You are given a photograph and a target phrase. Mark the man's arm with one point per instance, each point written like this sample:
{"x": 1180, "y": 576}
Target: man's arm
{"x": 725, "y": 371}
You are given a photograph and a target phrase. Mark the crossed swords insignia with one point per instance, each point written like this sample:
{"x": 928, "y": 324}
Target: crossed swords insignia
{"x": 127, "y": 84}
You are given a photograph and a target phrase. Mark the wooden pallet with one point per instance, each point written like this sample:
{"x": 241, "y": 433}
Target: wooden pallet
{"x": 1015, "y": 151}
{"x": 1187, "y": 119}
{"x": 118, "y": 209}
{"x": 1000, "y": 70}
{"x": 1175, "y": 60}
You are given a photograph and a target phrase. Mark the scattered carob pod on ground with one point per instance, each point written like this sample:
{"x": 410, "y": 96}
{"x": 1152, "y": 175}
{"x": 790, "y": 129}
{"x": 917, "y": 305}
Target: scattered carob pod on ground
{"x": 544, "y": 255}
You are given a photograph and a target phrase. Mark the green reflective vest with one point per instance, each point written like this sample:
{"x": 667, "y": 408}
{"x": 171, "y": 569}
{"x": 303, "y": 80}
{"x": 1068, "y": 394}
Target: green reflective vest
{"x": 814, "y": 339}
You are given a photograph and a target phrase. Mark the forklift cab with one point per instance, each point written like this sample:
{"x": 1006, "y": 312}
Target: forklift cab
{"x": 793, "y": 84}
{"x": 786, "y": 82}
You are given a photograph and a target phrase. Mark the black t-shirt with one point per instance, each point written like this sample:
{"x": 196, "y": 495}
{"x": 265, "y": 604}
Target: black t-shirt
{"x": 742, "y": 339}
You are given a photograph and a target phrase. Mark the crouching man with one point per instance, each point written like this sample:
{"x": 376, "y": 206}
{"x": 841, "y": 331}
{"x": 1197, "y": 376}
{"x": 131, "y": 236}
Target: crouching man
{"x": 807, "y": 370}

= = = =

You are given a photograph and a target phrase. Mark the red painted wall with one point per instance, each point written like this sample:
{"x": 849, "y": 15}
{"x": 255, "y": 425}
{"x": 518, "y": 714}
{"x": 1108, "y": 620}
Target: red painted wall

= = = =

Instructions to follow
Please show every line of the records that holds the word "painted".

Task output
You are given a photograph and a target phrase. Mark the red painted wall with one point per instance, each point written like this sample:
Target: red painted wall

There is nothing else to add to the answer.